Entries provided:
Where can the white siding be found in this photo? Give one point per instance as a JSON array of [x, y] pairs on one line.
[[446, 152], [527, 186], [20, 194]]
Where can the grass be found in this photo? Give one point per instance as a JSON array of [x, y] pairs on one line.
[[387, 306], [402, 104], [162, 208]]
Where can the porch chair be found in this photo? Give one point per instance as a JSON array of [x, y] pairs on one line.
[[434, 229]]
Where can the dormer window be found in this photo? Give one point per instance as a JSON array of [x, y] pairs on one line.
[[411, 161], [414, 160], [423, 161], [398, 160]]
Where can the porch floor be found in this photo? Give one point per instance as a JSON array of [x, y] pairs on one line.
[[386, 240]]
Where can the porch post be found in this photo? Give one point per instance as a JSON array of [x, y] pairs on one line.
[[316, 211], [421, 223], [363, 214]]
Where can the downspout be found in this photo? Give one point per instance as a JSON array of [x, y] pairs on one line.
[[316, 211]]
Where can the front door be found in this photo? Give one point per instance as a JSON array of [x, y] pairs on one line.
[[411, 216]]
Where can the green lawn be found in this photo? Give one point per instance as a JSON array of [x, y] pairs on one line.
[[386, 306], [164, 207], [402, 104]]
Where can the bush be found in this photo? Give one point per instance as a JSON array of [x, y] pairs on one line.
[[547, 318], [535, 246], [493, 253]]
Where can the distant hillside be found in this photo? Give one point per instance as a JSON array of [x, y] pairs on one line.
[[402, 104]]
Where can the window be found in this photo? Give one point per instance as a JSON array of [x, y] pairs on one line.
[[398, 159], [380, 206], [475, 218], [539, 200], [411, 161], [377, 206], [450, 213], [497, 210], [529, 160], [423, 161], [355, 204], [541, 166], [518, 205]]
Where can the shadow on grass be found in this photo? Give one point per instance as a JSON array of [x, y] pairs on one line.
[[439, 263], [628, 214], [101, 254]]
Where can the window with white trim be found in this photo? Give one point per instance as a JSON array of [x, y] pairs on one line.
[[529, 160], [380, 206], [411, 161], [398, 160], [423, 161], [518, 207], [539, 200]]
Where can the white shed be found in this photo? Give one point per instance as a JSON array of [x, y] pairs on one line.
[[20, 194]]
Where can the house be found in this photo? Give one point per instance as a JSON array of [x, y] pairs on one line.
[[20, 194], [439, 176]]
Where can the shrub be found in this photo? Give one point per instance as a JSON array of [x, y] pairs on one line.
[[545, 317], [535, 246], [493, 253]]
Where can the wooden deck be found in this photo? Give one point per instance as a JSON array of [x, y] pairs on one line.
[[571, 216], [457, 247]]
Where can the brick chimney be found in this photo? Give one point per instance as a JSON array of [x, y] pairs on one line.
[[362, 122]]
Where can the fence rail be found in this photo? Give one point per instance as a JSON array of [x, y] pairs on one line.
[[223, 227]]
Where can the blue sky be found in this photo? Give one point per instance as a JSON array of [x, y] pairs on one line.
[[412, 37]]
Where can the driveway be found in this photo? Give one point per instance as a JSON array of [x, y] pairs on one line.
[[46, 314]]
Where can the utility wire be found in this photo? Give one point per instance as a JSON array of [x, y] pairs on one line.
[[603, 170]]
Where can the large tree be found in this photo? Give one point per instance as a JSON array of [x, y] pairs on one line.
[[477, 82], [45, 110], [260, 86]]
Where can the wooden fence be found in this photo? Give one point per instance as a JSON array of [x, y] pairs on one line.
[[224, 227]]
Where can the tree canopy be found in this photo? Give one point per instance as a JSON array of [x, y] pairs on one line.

Exercise details:
The records above must be repeated exactly, in their entirety.

Written response:
Where can the white siding be found in this photo? Give one point per instance as a JSON array of [x, y] pairs on one line.
[[446, 152], [527, 186], [20, 194]]
Where can the grass be found in this photo? Give one point per instance as a JSON array of [x, y] pairs on one line.
[[387, 306], [402, 104], [162, 208]]
Where can the porch chair be found in this photo? Give one point per instance as a JSON array of [x, y] pairs on one line.
[[434, 229]]
Where can the dormer window be found in this photo? Give one point per instance as a JSON array of [x, y] pairs on one line.
[[411, 161], [414, 160], [423, 161], [398, 160]]
Where can the porch floor be found in this photo? Give one point per instance as a JSON array of [x, y] pairs on one line.
[[386, 240]]
Where can the porch post be found in this photo? Give one point per instance as a JSON array of [x, y] pairs on one line.
[[316, 211], [421, 223], [363, 214]]
Where can the downspout be found in this photo? Give one point per instance as a JSON array of [x, y] pairs on one line.
[[316, 211]]
Where can the front door be found in this photo? Give one point per instance as a JSON array of [x, y] pairs on one line.
[[411, 216]]
Where can the green lawn be found in this photo? Give one point per instance as a JSON array of [x, y] pairs on one line.
[[386, 306], [164, 207], [402, 104]]
Where can the bush be found in this photo? Give one point per instance as a JSON array of [x, y] pairs on one line.
[[547, 318], [535, 246], [493, 253]]
Where can the distant hillside be found in this photo? Give one point per instance as a JSON array of [x, y] pairs on one line.
[[402, 104]]
Where can the window be found in this photo? Give one point per instance as a JSON array of [x, y] pairs on one line.
[[398, 159], [380, 206], [475, 218], [539, 200], [411, 161], [377, 206], [450, 213], [497, 210], [529, 160], [423, 161], [355, 204], [541, 166], [518, 205]]
Where can the shadow on grass be found in this photo? Give one point per instance as a JSON array of [x, y] pairs on one line.
[[439, 263], [628, 214], [101, 254]]
Where can the window with white trim be found in this photo? Give one point per instance as a JSON array of [x, y] pairs on one line.
[[529, 160], [380, 206], [411, 161], [398, 160], [423, 161], [518, 207], [539, 200]]
Where can the white shed be found in this photo? Give one point per instance as a JSON array of [x, y] pairs on one line.
[[20, 194]]
Where can the house be found in this photo? Give one point per instance as a JSON array of [x, y] pairs on one line.
[[20, 194], [439, 176]]
Where can the shrub be found in this photo? Give one point per instance as a JSON array of [x, y] pairs on one line.
[[545, 317], [535, 246], [493, 253]]
Where can the wooden deck be found in this photo? Give one point per instance as a JSON array of [x, y] pairs on one line.
[[571, 216], [457, 247]]
Where can the brick chimney be found in this photo? Give one point per instance as a JSON array of [x, y] pairs on one line.
[[362, 122]]
Where can the fence rail be found in this photo? Give one point per instance as a JSON array of [x, y] pairs on one line.
[[223, 227]]
Where can the blue sky be found in this photo? Give one point per instance as a JSON array of [x, y] pairs on one line.
[[412, 37]]
Where can the driveway be found in this photo? Give one point per instance as a JSON array of [x, y] pairs on one line.
[[46, 314]]
Where can the utility wire be found in this photo? Give one point per instance as a JSON array of [x, y] pairs on one line.
[[603, 170]]
Where can the large tree be found in this photo? Give one point per instance as a JSON array of [x, y] pairs on one line.
[[477, 82], [45, 110], [260, 86]]
Where can the wooden fence be found in this photo? Give one point per instance as a JSON array of [x, y] pairs on one line.
[[224, 227]]
Where can the tree canopy be found in this photo? Give one point per instance as a JSON array of [x, y] pairs on one line.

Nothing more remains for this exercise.